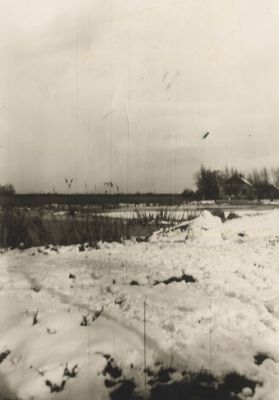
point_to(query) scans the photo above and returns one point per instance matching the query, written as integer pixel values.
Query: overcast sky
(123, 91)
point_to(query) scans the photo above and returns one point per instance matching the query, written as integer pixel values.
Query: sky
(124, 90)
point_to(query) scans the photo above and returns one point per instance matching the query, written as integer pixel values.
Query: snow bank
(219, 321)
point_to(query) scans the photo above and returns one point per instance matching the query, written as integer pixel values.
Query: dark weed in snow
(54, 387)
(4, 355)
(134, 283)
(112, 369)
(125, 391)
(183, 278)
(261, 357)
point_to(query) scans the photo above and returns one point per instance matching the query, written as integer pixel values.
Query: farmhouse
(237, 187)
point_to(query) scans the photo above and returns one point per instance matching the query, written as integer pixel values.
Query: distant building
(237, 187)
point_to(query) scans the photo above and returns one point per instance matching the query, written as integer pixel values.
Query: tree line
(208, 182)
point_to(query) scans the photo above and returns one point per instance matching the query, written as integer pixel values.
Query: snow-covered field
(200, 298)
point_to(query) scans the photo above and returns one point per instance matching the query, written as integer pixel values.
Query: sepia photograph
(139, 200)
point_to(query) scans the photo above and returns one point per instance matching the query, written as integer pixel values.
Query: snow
───
-- TASK DIRECTIONS --
Output the data above exactly, excluding images.

-- SOLVED EXERCISE --
point_to(query) scans the photo above and returns one point per instance matching the query, written as integer pixel values.
Query: overcast sky
(123, 91)
point_to(query) scans the photo above and returns one point per instance matching the query, written as integer pixel values.
Query: sky
(124, 90)
point_to(query) scans the photo above and returns one point per instance matching the query, written as integer pixel values.
Query: snow bank
(219, 321)
point_to(query) scans the photo above and returns one point per instance matching the query, written as integer pixel values.
Query: dark weed in snow
(54, 387)
(4, 355)
(134, 283)
(112, 369)
(125, 391)
(183, 278)
(261, 357)
point_to(query) scans the photo above and returns one point per instance matching the query, written as integer pixel values.
Query: farmhouse
(237, 187)
point_to(query) scans the photo above and returns one point per instance matching the query, written as integer pixel values.
Query: distant building
(237, 187)
point_to(query) scans the photo above and returns one point per instance matching the query, written as integer pixel values.
Query: tree line
(208, 182)
point_to(query) scans the photo above and returns one point per instance matching the query, written as integer pixel values.
Query: snow-covered field
(200, 298)
point_to(query) scans the photo above and returns one point per instance matching the query, written as integer pixel values.
Query: sepia photograph
(139, 200)
point_to(query) scans the photo above and returns one point per instance matching the query, written as integer pixel values.
Query: snow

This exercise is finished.